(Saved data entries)
◇ ◇ ◇ ◇ ◇
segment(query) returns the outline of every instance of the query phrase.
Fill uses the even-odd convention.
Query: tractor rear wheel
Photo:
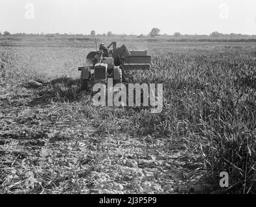
[[[81,89],[89,91],[89,80],[87,79],[81,80]]]
[[[115,85],[117,83],[121,83],[122,82],[122,69],[119,69],[119,77],[118,80],[113,80],[113,85]]]

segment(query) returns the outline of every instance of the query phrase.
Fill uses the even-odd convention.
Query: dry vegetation
[[[255,45],[126,44],[152,55],[128,81],[163,83],[161,113],[95,107],[56,79],[91,48],[0,47],[0,192],[255,193]]]

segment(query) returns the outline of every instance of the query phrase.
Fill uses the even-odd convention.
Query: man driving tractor
[[[109,58],[110,54],[108,53],[108,47],[104,44],[102,43],[100,45],[100,49],[99,52],[95,54],[93,63],[93,65],[100,62],[103,58]]]

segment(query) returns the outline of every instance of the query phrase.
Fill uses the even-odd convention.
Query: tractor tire
[[[119,69],[119,80],[113,80],[113,85],[117,83],[121,83],[122,82],[122,69]]]
[[[82,91],[89,91],[89,80],[81,80],[81,89]]]

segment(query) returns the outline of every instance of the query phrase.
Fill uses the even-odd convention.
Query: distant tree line
[[[108,31],[107,33],[100,34],[96,34],[95,30],[91,30],[89,34],[44,34],[41,32],[41,34],[26,34],[26,33],[16,33],[16,34],[10,34],[8,31],[5,31],[3,34],[0,32],[0,36],[44,36],[44,37],[55,37],[55,36],[81,36],[81,37],[119,37],[119,38],[126,38],[126,37],[132,37],[132,38],[196,38],[196,39],[205,39],[205,38],[256,38],[256,35],[247,35],[247,34],[222,34],[218,32],[211,32],[209,35],[198,35],[196,34],[181,34],[180,32],[174,32],[173,34],[160,34],[160,29],[157,28],[157,27],[154,27],[150,32],[146,35],[143,34],[141,34],[140,35],[134,35],[134,34],[113,34],[111,31]]]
◇ ◇ ◇ ◇ ◇
● PROMPT
Rescale the records from their first line through the line containing "[[[82,91],[89,91],[89,80],[81,80],[81,89]]]", repeating every line including the requests, with each polygon coordinate multiplied by 2.3 and rounded to a whole number, halves rounding up. Omit the pictures from your answer.

● EXERCISE OUTPUT
segment(query) returns the outline of every instance of the query phrase.
Fill uses the even-odd convention.
Query: tractor rear wheel
Photo:
[[[186,205],[205,209],[205,184],[200,182],[186,184]]]
[[[265,196],[269,191],[278,191],[281,189],[281,159],[274,159],[274,177],[271,184],[260,184],[260,196]]]

segment(query) returns the outline of every instance of the query phrase.
Fill uses the even-odd convention.
Query: dry vegetation
[[[587,104],[290,101],[350,127],[294,186],[375,191],[370,260],[219,246],[129,182],[209,110],[0,108],[0,442],[587,444]]]

segment(query) returns the outline of every instance of the query phrase.
Fill uses the even-odd convention.
Query: man driving tractor
[[[251,133],[253,124],[248,122],[248,108],[239,101],[235,99],[230,104],[230,113],[228,120],[219,124],[214,145],[214,150],[230,143],[237,133]]]

segment(query) returns the outline of every instance of the query phrase.
Fill uses the even-odd convention.
Query: tractor tire
[[[274,159],[274,184],[260,184],[260,196],[269,191],[278,191],[281,189],[281,159]]]
[[[189,209],[205,209],[205,184],[186,184],[186,205]]]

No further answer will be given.